#### [The task]
Return verbatim the run of lines that opens with the line holding "Looking at this drawing, which region contains the lamp" and closes with the last line of the records.

#### [Dataset extract]
** START **
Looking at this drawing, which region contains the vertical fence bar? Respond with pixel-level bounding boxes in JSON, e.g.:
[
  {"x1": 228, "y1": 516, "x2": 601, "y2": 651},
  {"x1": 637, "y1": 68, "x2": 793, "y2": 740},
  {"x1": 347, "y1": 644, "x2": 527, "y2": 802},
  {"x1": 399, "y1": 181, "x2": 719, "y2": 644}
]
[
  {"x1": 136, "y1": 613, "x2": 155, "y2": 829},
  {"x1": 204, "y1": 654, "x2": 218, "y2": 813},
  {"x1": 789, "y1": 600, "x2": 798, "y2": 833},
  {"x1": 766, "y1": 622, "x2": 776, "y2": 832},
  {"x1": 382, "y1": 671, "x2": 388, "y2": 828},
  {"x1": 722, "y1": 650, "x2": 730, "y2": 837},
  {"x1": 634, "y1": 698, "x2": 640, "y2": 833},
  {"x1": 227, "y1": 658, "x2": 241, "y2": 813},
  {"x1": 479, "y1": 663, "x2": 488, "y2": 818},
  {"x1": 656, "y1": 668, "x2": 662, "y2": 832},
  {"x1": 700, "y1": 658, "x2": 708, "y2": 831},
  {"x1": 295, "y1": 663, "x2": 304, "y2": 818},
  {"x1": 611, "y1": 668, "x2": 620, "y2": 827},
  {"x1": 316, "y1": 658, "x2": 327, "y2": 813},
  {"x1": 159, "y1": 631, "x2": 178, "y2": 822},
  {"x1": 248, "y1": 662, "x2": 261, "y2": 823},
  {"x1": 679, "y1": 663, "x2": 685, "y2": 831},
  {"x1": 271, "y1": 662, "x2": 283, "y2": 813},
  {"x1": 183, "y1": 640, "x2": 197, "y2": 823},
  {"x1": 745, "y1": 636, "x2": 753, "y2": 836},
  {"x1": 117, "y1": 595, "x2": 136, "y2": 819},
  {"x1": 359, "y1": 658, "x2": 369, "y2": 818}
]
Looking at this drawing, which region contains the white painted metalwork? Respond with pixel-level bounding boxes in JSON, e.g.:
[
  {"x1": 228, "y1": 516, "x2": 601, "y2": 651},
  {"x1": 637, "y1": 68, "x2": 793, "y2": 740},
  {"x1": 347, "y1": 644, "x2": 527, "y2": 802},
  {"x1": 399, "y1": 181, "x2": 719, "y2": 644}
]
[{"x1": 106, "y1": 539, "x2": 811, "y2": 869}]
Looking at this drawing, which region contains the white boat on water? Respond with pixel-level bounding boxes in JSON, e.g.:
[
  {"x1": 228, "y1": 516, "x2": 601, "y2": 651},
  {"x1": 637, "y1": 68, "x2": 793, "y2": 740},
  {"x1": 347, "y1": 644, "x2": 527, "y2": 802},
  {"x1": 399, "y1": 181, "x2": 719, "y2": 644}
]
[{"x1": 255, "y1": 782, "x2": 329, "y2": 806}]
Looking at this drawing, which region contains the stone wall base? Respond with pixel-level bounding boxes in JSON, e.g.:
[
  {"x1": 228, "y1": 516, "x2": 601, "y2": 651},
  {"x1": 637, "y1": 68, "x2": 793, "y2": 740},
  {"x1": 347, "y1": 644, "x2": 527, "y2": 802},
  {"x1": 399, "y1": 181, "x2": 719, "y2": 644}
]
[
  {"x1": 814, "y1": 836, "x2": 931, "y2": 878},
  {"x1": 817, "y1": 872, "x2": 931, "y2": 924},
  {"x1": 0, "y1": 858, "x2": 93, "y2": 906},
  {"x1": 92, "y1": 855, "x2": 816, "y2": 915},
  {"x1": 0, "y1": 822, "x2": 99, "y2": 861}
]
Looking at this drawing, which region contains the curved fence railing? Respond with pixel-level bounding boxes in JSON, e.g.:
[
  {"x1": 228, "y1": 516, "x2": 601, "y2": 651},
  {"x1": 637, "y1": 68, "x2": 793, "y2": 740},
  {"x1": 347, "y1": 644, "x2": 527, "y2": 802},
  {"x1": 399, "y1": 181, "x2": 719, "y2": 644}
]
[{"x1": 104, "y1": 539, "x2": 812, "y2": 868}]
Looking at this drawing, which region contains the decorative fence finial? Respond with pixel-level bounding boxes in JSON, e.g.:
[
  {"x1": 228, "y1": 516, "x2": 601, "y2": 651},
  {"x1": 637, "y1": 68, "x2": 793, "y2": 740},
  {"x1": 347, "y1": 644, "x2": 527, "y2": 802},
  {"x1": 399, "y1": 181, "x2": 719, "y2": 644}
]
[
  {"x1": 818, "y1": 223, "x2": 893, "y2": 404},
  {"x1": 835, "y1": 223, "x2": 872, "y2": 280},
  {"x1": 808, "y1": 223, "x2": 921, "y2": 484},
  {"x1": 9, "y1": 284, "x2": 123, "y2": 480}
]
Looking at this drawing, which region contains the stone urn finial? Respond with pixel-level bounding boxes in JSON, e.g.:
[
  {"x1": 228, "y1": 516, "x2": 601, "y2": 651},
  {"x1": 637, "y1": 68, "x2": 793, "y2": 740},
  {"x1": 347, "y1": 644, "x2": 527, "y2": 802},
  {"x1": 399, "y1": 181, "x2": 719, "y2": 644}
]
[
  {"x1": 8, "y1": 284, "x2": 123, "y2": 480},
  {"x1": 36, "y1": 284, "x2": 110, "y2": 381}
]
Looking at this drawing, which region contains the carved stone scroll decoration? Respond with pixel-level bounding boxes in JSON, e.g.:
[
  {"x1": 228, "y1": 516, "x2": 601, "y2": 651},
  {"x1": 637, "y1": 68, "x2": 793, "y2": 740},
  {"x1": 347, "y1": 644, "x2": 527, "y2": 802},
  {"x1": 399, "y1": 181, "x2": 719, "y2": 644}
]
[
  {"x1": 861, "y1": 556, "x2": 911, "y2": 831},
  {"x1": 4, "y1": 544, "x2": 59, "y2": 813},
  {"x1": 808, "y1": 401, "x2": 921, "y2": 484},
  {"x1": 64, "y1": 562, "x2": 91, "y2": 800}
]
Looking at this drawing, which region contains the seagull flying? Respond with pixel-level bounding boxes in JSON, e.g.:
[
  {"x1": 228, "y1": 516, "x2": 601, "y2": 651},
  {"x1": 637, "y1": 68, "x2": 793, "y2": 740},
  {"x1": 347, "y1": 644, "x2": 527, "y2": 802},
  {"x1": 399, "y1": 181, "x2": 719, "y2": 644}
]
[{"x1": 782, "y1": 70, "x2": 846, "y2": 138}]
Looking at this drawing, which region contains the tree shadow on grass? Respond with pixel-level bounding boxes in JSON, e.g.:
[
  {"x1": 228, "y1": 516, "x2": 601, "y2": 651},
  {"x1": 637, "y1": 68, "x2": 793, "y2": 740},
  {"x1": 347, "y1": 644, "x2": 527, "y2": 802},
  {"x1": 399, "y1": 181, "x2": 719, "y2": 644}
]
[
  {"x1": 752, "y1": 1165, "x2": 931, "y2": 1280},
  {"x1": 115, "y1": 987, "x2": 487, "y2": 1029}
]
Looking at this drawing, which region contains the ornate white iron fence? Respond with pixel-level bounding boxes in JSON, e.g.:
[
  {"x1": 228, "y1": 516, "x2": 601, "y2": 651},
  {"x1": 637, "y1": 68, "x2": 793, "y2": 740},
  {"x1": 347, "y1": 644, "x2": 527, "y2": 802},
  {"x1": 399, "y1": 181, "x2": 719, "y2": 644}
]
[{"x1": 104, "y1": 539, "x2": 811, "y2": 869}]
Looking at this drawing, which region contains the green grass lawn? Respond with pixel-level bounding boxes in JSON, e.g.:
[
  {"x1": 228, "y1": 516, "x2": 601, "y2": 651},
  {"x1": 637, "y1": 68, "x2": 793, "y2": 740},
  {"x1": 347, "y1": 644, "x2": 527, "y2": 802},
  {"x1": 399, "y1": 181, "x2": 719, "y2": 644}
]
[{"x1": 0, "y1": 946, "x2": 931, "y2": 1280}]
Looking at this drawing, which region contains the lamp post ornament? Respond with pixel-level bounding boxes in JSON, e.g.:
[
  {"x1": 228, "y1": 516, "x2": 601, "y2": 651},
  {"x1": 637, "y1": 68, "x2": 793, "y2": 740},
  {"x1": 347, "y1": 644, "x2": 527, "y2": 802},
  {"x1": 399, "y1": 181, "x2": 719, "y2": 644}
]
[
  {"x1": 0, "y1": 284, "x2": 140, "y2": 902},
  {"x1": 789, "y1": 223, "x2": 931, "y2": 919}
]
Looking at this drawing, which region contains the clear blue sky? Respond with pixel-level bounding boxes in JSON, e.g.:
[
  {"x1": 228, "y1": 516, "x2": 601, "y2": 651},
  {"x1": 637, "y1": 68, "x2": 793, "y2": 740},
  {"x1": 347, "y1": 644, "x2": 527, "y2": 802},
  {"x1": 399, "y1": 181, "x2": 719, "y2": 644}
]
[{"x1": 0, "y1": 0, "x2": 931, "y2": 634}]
** END **
#### [Answer in full]
Looking at this drawing, which region contains the lamp post ornament? Respond with pixel-level bounding boxes in JSON, e.g.:
[
  {"x1": 228, "y1": 516, "x2": 601, "y2": 651},
  {"x1": 637, "y1": 68, "x2": 793, "y2": 740},
  {"x1": 347, "y1": 644, "x2": 527, "y2": 802},
  {"x1": 399, "y1": 181, "x2": 719, "y2": 644}
]
[
  {"x1": 0, "y1": 284, "x2": 140, "y2": 902},
  {"x1": 789, "y1": 223, "x2": 931, "y2": 919}
]
Looking at this drawing, which region contains the clear blue sky? Respond with pixel-level bounding boxes in JSON, e.g.:
[
  {"x1": 228, "y1": 516, "x2": 601, "y2": 651},
  {"x1": 637, "y1": 68, "x2": 793, "y2": 740},
  {"x1": 347, "y1": 644, "x2": 527, "y2": 802},
  {"x1": 399, "y1": 181, "x2": 719, "y2": 644}
]
[{"x1": 0, "y1": 0, "x2": 931, "y2": 634}]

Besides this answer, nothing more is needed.